• **Work instruction**
Please restate each entry exactly, without skipping any.

• **The data**
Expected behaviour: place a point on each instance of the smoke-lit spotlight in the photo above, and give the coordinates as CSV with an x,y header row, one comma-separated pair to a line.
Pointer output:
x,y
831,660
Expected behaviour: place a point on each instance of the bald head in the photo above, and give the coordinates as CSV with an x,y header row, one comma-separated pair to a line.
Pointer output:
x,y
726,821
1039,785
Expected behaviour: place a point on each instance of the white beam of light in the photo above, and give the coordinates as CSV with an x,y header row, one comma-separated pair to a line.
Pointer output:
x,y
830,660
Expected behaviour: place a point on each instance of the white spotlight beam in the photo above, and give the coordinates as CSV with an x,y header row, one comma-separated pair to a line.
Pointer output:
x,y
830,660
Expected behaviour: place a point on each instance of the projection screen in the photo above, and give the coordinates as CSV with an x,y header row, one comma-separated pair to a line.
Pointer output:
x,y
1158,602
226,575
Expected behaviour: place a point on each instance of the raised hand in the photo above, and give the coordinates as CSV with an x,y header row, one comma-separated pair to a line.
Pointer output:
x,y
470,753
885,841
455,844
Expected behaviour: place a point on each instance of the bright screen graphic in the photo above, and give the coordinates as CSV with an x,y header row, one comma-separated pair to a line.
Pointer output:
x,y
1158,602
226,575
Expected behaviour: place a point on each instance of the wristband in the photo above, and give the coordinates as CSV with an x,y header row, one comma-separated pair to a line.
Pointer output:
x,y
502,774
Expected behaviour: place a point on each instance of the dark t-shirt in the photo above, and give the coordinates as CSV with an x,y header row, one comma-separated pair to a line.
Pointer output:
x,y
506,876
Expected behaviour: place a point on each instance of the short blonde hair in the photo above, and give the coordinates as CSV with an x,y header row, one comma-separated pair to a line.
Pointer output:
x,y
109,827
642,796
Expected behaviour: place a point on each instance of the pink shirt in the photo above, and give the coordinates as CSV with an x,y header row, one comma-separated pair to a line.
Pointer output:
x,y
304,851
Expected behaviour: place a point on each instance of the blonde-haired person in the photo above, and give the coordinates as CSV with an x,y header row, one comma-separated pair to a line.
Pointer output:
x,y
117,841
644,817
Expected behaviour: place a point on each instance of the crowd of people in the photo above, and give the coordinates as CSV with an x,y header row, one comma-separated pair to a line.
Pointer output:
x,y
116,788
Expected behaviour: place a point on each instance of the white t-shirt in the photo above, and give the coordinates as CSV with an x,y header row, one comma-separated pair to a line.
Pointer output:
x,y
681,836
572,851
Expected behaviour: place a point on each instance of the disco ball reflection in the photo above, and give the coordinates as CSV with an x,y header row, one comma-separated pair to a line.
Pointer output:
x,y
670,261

• **Answer section**
Expected behaviour: place a point on each instance of the smoke-lit spotlight in the photo above, and give the coordinates as CSV with an x,y header row, one comma-separated pair to a line.
Pointer output:
x,y
831,660
Expected behaviour: place a point on each instance of the bald head in the photo above, and give the coordinates as CSV with an x,y header row, one comma-separated pair to a line.
Pointer output:
x,y
726,821
1039,785
Expected behaviour: place a point on each instance of the white beam of light in the photo above, and give the coordinates as CSV with an x,y header row, one comma-separated pair to a line.
Pointer output:
x,y
830,660
Expected behaviour: place a point on each instance of the white spotlight beam in the photo above, and give the coordinates as CSV with an x,y header row, one comma-separated pair to a line.
Pointer output:
x,y
830,660
Expected behaviour: place a point on each instance of the projection screen in the photo above, and give the coordinates as CSV with an x,y header row, one comma-separated pair to a line.
Pointer output:
x,y
1158,602
226,575
Expected behaviour: place a point on each instance of the raised hand in the photo above, and give the coordinates as CSV with an x,y header row, one comma-separated pair to a line.
Pointer output:
x,y
470,753
885,841
455,844
Expected behaviour: place a point on each instance of the bright screen graphic in the photo above, and give the coordinates as CSV with an x,y header row, one comma-separated pair to a line.
Pointer output:
x,y
1158,602
226,575
Expected behaviour: place a point on each instance of the wristband in the photo above, and give the coordinates as CSV with an x,y header row, one comma-separated pair to a line.
Pointer output:
x,y
502,774
Expected behaviour: place a point on each instance of the dark t-shirt in the photo above, and give the coordinates as CSV with an x,y header row, one comma-separated pair to a line.
Pointer output:
x,y
506,876
Expected behaviour: place a point on each instance of the short blonde hair in the photo above, and give the coordinates as CSV with an x,y header row, one comma-separated pair to a line.
Pointer output:
x,y
109,827
642,796
Expected behaviour: place a point on each instance of the pink shirt in the photo above, and give the coordinates as CSV with an x,y header row, one comma-separated pair to a line.
Pointer output:
x,y
304,851
Expected behaviour: place a point on each instance of the blonde-haired person in the photo above, and give the coordinates as CSV with an x,y header row, one comma-separated pair to a line.
Pointer output:
x,y
117,841
644,817
Expected behaviour: place a point on each instance of the crowd of people in the photo above, and give the coordinates as CSV with an x,y header row, one comma-separated pair to a line.
Pointer output:
x,y
116,788
Expected behaviour: place a point on each instance of the white t-shirt in the photo above, and give the coordinates as CSV with an x,y header row, one comma-separated pair to a line.
Pointer output:
x,y
681,836
572,851
Expected behaviour: place a point on each instance of the disco ball reflection in the photo above, and give the coordinates as CSV with an x,y header row, one comma-separated pair to a line.
Pointer output:
x,y
670,261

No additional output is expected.